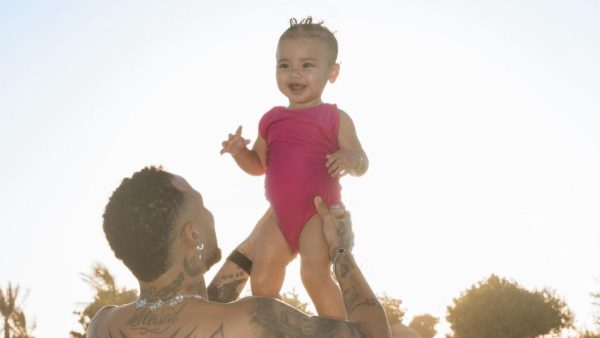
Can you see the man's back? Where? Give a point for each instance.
(249, 317)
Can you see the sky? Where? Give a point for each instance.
(480, 120)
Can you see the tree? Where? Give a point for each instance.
(596, 302)
(15, 322)
(107, 293)
(498, 308)
(392, 308)
(424, 325)
(292, 299)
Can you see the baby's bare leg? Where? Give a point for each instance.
(315, 271)
(272, 255)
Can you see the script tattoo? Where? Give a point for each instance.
(278, 320)
(169, 291)
(144, 320)
(227, 288)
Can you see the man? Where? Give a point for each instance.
(157, 224)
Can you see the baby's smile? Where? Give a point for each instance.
(296, 88)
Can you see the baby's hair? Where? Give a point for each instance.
(307, 29)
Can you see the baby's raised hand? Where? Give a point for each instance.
(342, 162)
(235, 143)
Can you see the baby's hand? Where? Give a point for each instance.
(234, 143)
(342, 162)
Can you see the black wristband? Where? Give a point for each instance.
(240, 260)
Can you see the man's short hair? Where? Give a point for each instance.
(139, 221)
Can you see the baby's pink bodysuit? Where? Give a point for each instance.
(298, 141)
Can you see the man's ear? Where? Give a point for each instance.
(334, 71)
(189, 234)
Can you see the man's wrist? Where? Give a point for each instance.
(338, 252)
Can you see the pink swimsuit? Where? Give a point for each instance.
(298, 141)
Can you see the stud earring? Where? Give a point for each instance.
(199, 249)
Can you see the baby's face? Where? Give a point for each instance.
(303, 69)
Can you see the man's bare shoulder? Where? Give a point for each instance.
(272, 318)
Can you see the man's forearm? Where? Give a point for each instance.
(249, 161)
(228, 283)
(362, 305)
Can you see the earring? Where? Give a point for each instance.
(199, 249)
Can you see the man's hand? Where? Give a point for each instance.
(235, 143)
(343, 162)
(337, 226)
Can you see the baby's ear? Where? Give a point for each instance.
(334, 71)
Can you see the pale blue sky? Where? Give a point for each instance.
(481, 121)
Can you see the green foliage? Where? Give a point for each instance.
(424, 325)
(14, 319)
(498, 308)
(292, 299)
(392, 309)
(107, 293)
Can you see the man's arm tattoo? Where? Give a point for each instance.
(351, 290)
(277, 320)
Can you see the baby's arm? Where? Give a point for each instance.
(351, 158)
(251, 161)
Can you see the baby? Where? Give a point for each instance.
(303, 149)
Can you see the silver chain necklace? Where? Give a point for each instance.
(141, 302)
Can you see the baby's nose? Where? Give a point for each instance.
(296, 73)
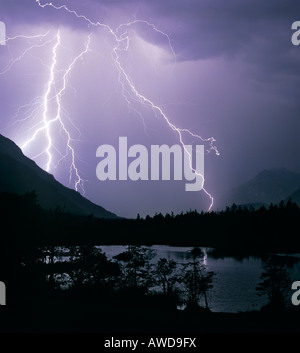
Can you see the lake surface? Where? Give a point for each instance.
(235, 280)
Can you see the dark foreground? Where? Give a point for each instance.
(69, 315)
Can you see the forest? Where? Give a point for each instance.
(58, 277)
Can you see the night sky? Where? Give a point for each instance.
(222, 69)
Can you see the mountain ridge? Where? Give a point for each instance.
(19, 174)
(268, 186)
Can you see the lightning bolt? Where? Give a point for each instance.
(129, 91)
(39, 107)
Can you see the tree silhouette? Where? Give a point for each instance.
(167, 276)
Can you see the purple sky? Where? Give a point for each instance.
(235, 76)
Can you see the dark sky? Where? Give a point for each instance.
(225, 69)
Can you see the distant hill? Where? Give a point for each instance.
(295, 196)
(19, 174)
(266, 187)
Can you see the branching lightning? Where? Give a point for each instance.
(130, 93)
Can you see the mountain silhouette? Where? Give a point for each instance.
(295, 197)
(269, 186)
(19, 174)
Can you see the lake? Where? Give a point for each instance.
(235, 280)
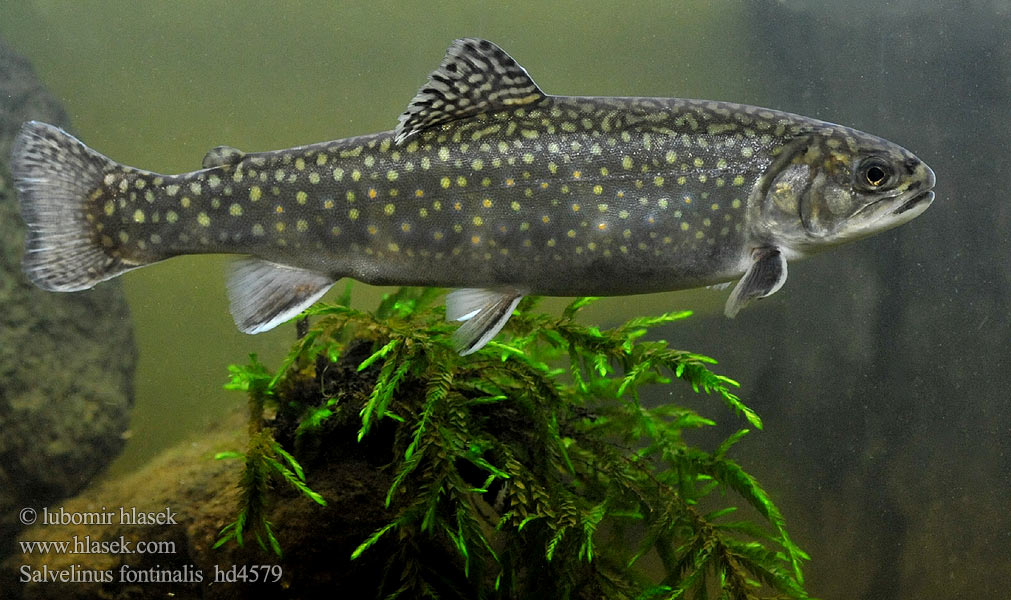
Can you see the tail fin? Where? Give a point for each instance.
(55, 175)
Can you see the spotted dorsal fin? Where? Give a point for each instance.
(222, 156)
(476, 76)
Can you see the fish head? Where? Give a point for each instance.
(836, 185)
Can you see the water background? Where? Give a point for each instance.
(879, 367)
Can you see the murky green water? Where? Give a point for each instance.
(156, 86)
(881, 369)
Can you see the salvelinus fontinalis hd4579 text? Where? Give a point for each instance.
(486, 185)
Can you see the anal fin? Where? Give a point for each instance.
(764, 277)
(263, 294)
(484, 313)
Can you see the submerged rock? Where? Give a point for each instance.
(66, 360)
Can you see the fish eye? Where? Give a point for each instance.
(875, 172)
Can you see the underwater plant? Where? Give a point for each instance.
(532, 461)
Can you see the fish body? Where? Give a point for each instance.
(488, 186)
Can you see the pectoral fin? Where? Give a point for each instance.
(764, 277)
(263, 294)
(484, 313)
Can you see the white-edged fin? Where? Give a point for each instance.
(55, 175)
(484, 313)
(264, 294)
(475, 76)
(764, 277)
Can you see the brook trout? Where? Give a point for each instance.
(486, 185)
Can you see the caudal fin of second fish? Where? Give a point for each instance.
(57, 178)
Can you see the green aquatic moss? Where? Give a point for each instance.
(533, 459)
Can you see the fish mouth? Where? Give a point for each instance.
(924, 198)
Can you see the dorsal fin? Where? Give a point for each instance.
(221, 156)
(476, 76)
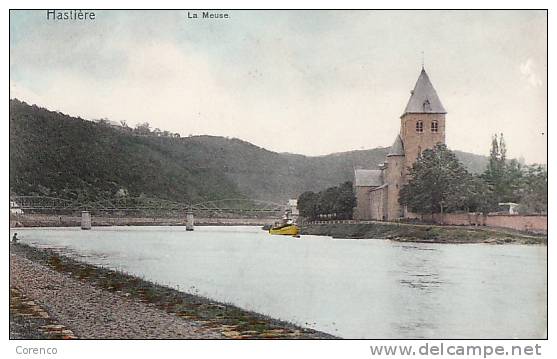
####
What is asked: Can you collect every line in the listing above that contains the word "lake" and copy each one out?

Task output:
Can you see the lake surface? Where? Give a point for each instance.
Can you see the lake? Where? Give a point for each instance.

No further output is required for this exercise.